WHAT YOU SHOULD DO: Which lines below include "dock"? Copy them all.
[INFORMATION SUPPLIED Boundary: Start]
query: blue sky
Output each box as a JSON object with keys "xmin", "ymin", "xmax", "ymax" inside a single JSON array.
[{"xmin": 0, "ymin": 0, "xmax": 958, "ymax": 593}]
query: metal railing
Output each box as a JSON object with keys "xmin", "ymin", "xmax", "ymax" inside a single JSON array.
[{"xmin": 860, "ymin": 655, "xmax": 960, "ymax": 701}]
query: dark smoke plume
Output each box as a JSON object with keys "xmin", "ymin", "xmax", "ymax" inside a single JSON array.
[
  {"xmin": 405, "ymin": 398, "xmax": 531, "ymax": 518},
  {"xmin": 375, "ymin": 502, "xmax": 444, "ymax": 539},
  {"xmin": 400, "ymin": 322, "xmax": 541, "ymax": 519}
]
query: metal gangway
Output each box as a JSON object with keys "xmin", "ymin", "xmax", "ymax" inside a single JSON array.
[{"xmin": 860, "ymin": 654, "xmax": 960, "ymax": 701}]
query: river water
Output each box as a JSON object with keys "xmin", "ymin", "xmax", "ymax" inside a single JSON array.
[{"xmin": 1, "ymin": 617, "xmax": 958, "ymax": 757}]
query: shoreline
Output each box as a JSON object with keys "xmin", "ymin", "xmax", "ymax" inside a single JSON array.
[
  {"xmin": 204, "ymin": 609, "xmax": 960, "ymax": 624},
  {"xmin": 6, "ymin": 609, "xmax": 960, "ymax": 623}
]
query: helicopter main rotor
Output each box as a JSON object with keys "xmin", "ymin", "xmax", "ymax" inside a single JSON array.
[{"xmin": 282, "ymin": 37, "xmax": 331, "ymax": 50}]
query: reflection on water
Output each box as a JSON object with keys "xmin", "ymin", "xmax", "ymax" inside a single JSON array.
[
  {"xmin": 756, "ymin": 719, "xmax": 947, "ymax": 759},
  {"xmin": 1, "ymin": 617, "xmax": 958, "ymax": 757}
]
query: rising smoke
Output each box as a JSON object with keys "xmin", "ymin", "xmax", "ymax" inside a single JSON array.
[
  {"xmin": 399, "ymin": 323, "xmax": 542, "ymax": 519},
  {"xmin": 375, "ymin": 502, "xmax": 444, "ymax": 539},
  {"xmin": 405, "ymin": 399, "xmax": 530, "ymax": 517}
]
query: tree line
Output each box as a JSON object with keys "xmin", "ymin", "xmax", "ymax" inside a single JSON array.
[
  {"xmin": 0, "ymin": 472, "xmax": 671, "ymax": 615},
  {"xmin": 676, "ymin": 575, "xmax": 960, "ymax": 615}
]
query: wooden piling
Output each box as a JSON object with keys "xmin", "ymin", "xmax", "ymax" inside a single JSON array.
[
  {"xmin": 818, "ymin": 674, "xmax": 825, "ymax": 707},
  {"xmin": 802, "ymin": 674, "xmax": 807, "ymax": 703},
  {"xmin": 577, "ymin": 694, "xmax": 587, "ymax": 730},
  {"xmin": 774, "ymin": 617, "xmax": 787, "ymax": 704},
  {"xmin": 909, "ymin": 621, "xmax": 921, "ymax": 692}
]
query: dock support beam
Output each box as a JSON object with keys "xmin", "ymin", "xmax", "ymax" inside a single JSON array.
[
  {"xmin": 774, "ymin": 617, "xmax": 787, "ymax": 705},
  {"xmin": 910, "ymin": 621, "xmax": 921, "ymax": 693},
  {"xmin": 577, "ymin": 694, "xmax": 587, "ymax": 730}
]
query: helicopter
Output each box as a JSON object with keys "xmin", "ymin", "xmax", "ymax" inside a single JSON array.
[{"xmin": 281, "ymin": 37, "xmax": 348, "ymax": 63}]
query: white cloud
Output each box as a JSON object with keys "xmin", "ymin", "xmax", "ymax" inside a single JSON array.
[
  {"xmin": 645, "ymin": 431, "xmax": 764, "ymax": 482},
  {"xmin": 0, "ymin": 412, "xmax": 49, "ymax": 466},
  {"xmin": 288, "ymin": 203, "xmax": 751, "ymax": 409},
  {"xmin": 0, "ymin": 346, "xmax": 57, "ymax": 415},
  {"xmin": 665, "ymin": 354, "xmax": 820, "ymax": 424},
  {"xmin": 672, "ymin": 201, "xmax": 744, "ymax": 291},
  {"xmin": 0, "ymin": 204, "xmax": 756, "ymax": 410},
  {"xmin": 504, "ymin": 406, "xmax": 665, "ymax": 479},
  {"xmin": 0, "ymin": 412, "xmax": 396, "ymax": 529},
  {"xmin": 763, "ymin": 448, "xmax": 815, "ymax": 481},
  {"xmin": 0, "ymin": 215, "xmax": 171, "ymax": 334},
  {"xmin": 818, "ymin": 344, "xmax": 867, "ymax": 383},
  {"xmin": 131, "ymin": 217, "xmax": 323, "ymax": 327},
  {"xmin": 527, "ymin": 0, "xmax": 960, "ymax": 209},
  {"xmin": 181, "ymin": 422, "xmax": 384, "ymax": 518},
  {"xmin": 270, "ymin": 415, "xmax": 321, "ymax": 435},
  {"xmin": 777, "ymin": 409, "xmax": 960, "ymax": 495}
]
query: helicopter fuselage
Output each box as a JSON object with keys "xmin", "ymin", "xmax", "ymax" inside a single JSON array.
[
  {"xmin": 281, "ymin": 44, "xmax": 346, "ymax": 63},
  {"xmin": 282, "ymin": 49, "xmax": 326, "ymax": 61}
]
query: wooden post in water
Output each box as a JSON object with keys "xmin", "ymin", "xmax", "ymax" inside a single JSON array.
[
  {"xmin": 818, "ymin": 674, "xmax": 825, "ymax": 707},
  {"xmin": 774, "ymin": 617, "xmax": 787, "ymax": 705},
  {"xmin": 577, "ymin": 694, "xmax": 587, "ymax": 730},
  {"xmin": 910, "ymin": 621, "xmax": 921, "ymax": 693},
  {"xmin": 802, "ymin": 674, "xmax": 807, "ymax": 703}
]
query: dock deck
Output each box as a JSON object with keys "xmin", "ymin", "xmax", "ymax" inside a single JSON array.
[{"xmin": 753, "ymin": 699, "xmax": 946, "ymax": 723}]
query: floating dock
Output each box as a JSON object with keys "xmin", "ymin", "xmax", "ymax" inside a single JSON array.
[INFORMATION SUPPLIED Boundary: End]
ANSWER TO THIS TASK:
query: dock support beam
query: dock deck
query: floating dock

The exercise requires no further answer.